PROMPT: Copy out all of the records. Keep every word exact.

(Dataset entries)
'''

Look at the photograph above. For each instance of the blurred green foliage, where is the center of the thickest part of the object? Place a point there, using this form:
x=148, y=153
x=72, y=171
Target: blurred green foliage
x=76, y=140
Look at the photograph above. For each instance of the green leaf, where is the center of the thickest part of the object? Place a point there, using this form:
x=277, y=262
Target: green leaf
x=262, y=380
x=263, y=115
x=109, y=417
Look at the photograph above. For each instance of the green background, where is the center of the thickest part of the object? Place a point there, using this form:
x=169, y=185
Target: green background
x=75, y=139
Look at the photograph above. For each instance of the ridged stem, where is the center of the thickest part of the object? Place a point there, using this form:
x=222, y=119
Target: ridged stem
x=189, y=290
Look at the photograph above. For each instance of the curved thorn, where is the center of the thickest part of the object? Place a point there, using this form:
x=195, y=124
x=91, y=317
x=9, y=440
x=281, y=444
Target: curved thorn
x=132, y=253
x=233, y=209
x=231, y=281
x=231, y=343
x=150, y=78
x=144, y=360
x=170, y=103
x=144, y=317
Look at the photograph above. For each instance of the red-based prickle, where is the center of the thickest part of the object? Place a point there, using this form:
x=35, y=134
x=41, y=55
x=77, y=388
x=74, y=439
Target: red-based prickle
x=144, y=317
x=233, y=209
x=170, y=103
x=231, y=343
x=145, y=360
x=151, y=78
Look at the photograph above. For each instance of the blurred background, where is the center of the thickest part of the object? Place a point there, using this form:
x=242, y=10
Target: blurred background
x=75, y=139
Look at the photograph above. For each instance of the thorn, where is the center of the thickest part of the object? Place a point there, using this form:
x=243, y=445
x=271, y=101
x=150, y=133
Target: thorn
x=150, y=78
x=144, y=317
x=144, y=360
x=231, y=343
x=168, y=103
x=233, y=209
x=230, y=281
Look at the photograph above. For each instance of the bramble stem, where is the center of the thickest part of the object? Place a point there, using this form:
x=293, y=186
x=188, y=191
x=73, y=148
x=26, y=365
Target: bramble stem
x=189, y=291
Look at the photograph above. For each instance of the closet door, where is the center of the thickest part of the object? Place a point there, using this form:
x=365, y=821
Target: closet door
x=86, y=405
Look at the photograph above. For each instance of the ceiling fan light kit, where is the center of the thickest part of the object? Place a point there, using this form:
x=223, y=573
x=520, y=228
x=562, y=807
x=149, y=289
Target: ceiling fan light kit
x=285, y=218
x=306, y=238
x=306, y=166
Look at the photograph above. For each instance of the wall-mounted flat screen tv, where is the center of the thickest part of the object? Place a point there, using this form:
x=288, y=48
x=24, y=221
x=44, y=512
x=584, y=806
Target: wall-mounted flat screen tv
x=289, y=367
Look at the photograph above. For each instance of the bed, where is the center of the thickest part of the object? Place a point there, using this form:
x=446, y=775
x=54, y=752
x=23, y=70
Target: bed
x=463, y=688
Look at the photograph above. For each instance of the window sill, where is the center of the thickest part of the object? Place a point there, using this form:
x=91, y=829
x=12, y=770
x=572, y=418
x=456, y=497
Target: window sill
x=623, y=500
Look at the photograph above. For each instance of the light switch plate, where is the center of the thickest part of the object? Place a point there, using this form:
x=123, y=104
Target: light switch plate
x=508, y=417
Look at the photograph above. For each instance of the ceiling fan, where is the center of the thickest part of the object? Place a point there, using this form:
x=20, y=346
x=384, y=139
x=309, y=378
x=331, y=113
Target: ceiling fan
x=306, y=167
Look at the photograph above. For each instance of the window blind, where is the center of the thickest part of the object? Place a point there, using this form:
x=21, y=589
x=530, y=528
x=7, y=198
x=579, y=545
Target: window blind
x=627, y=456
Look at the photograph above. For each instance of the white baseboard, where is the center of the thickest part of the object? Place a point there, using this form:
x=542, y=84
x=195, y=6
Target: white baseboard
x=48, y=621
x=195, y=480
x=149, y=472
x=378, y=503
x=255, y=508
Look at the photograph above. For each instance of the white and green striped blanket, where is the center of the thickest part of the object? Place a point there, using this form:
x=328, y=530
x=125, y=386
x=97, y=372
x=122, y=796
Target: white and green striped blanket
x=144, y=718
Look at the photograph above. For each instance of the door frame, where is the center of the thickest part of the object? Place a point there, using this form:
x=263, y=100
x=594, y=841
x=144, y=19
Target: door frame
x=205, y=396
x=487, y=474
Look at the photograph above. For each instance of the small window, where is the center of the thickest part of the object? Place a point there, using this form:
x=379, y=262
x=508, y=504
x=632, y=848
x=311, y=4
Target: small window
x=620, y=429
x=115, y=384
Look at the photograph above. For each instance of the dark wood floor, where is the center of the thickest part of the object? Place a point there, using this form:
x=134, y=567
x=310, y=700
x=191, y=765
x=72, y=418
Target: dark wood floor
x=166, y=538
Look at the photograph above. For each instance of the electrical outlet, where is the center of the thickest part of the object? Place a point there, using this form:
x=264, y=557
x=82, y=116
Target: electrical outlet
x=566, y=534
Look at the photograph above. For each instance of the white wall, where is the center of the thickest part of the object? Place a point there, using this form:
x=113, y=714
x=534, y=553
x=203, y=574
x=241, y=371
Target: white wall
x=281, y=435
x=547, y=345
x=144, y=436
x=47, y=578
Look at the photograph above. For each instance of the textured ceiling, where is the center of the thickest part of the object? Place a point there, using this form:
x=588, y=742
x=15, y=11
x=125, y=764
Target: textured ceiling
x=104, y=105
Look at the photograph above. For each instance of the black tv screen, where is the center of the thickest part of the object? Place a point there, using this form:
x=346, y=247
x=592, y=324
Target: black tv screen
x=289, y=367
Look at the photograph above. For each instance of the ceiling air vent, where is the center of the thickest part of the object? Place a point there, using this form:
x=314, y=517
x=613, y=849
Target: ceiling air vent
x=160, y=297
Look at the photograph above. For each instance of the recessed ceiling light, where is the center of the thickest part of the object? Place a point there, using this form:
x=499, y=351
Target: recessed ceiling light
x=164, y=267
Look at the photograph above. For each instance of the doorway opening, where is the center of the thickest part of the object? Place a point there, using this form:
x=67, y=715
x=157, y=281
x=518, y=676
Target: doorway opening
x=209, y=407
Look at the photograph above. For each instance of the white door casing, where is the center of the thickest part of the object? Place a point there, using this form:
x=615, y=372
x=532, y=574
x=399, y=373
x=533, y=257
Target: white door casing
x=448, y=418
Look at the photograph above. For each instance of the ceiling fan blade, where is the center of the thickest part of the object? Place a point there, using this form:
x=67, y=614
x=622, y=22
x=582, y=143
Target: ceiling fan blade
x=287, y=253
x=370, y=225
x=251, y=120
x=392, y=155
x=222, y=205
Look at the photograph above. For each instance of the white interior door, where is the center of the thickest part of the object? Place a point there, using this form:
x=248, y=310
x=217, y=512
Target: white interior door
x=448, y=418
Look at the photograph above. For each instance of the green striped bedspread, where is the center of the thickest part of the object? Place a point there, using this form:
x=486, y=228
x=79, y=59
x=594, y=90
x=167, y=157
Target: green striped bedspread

'''

RESPONSE TO THIS TASK:
Look at the photograph above. For each instance of the blurred green foliage, where is the center of the thickest part of the object? Place a point there, using this form:
x=148, y=153
x=72, y=171
Target: blurred green foliage
x=76, y=140
Look at the photograph above. For each instance of the green leaf, where is the center of the thickest part of the object? Place a point there, using this form:
x=277, y=262
Target: green leaf
x=262, y=380
x=263, y=115
x=109, y=417
Look at the photograph above. For each instance of the green background, where is the center of the thickest part of the object? Place a point there, using this form:
x=169, y=185
Target: green background
x=75, y=139
Look at the photograph above. For each instance of the ridged stem, where is the center of the thickest part of the object? Place a point there, using this form:
x=222, y=119
Target: ridged stem
x=189, y=290
Look at the photograph above. For each instance of the curved thorn, where is the center of the thickest part of the object? Place a point there, using this form:
x=195, y=124
x=91, y=317
x=9, y=440
x=281, y=444
Target: curved thorn
x=132, y=253
x=233, y=209
x=231, y=281
x=231, y=343
x=150, y=78
x=144, y=360
x=170, y=103
x=144, y=317
Look at the photograph above. For each instance of the red-based prickle, where is the center of the thickest part of the object? Place a point there, using this form:
x=35, y=134
x=41, y=55
x=77, y=388
x=74, y=439
Target: red-based prickle
x=144, y=317
x=233, y=209
x=170, y=103
x=231, y=343
x=145, y=360
x=151, y=78
Look at the photograph above. For each instance of the blurred background, where is the center of the thickest part of the object? Place a point there, using this form:
x=242, y=10
Target: blurred background
x=75, y=139
Look at the photograph above. For each instance of the thorn, where is the center of the thickest part of the object? Place a point there, using this form:
x=243, y=445
x=271, y=101
x=150, y=133
Target: thorn
x=150, y=78
x=144, y=317
x=144, y=360
x=231, y=343
x=168, y=103
x=233, y=209
x=230, y=281
Look at the photograph above. For each instance of the bramble stem, where is the center of the thickest part of the object? Place a point there, using this form:
x=293, y=186
x=188, y=191
x=73, y=148
x=26, y=365
Target: bramble stem
x=189, y=291
Look at the photograph above. For each instance of the closet door, where is the center of the thickest part of the object? Place a point there, using this form:
x=365, y=821
Target: closet door
x=86, y=405
Look at the photograph above. For each instance of the ceiling fan light kit, where is the center of the thickest part of the object? Place a point there, using this form:
x=223, y=573
x=520, y=228
x=562, y=807
x=149, y=289
Target: ceiling fan light kit
x=285, y=218
x=306, y=238
x=306, y=166
Look at the photograph above. For each instance of the wall-mounted flat screen tv, where is the center of the thickest part of the object? Place a point there, using this form:
x=288, y=48
x=24, y=221
x=44, y=512
x=584, y=806
Target: wall-mounted flat screen tv
x=289, y=367
Look at the photograph above. For each instance of the bed, where is the center of the thickest part of the object? Place a point there, using this form:
x=446, y=775
x=54, y=752
x=23, y=70
Target: bed
x=463, y=688
Look at the photograph above. For each instance of the window sill, where is the center of the thickest part of the object? Place a point there, using this form:
x=91, y=829
x=12, y=770
x=572, y=418
x=456, y=497
Target: window sill
x=623, y=500
Look at the photograph above. For each instance of the light switch plate, where is the center of the thickest part of the object? Place a point there, using this form:
x=123, y=104
Target: light switch plate
x=508, y=417
Look at the photograph above. For each instance of the ceiling fan, where is the center of the thickest part of the object? Place a point there, using this form:
x=20, y=346
x=384, y=139
x=309, y=378
x=331, y=113
Target: ceiling fan
x=306, y=167
Look at the photograph above. For each instance of the window blind, where is the center of the thickest part of the object? Place a point there, using this form:
x=21, y=589
x=530, y=528
x=7, y=198
x=579, y=545
Target: window blind
x=627, y=456
Look at the photograph above. For each instance of the white baseboard, where is the center of the thickest part of the object? Place a point there, using this form:
x=542, y=84
x=195, y=6
Target: white baseboard
x=48, y=621
x=195, y=480
x=149, y=472
x=378, y=503
x=255, y=508
Look at the photograph above. For each instance of the white and green striped blanket, where is the center of the thickest part of the object? Place a point there, using this form:
x=328, y=530
x=125, y=386
x=97, y=372
x=122, y=796
Target: white and green striped blanket
x=144, y=718
Look at the photograph above. For each instance of the door frame, where is the center of the thickest part of the object? Place a point there, using this form:
x=263, y=100
x=594, y=841
x=144, y=19
Target: door frame
x=205, y=396
x=487, y=474
Look at the photograph above. For each instance of the small window, where is the center of the thickest part of the object? Place a point there, using this form:
x=379, y=262
x=508, y=504
x=632, y=848
x=311, y=4
Target: small window
x=620, y=429
x=115, y=384
Look at the photograph above. For each instance of the dark wood floor, where is the center of the thickest part of the object? Place a point there, using this form:
x=134, y=567
x=310, y=700
x=191, y=765
x=72, y=418
Target: dark wood floor
x=166, y=538
Look at the photograph above. For each instance of the electrical outlet, where is the center of the thickest part of the object? Place a point there, using this form:
x=264, y=557
x=82, y=116
Target: electrical outlet
x=566, y=534
Look at the photograph above. For each instance of the white wall, where is the center of the thickest part of the object? Place a point there, using this form:
x=113, y=714
x=534, y=553
x=203, y=574
x=241, y=371
Target: white wall
x=281, y=435
x=547, y=345
x=144, y=436
x=47, y=578
Look at the photograph above. For each instance of the textured ceiling, where is the center of the thickest part of the object? Place a point there, using this form:
x=588, y=742
x=15, y=11
x=125, y=764
Target: textured ceiling
x=104, y=105
Look at the photograph above. For each instance of the black tv screen, where is the center of the thickest part of the object? Place a point there, using this form:
x=346, y=247
x=592, y=324
Target: black tv screen
x=289, y=367
Look at the photograph above. For each instance of the ceiling air vent, where is the center of the thickest part of the object? Place a point there, using this form:
x=314, y=517
x=613, y=849
Target: ceiling air vent
x=160, y=297
Look at the photograph above. For each instance of the recessed ceiling light, where is the center of the thickest part of the object? Place a point there, using this form:
x=499, y=351
Target: recessed ceiling light
x=164, y=267
Look at the photograph above. For each instance of the doorway opening, where is the center of the thickest part of the object? Place a point there, using this form:
x=67, y=715
x=157, y=281
x=518, y=676
Target: doorway opening
x=209, y=407
Look at the photograph above. For each instance of the white door casing, where is the center of the thickest part of the object? Place a point there, using this form:
x=615, y=372
x=532, y=574
x=399, y=373
x=533, y=257
Target: white door casing
x=448, y=418
Look at the photograph above. For each instance of the ceiling fan blade, where is the center of the thickest part of the object? Place a point there, using this form:
x=67, y=614
x=622, y=22
x=582, y=143
Target: ceiling fan blade
x=287, y=253
x=370, y=225
x=251, y=120
x=392, y=155
x=222, y=205
Look at the photograph above. For each instance of the white interior door, where is the center of the thickest part of the object? Place a point there, using this form:
x=248, y=310
x=217, y=512
Target: white interior door
x=448, y=418
Look at the photograph above. For each instance of the green striped bedspread, where is the center of the thickest part of the object? Place a point there, using this form:
x=486, y=228
x=79, y=59
x=594, y=90
x=167, y=157
Target: green striped bedspread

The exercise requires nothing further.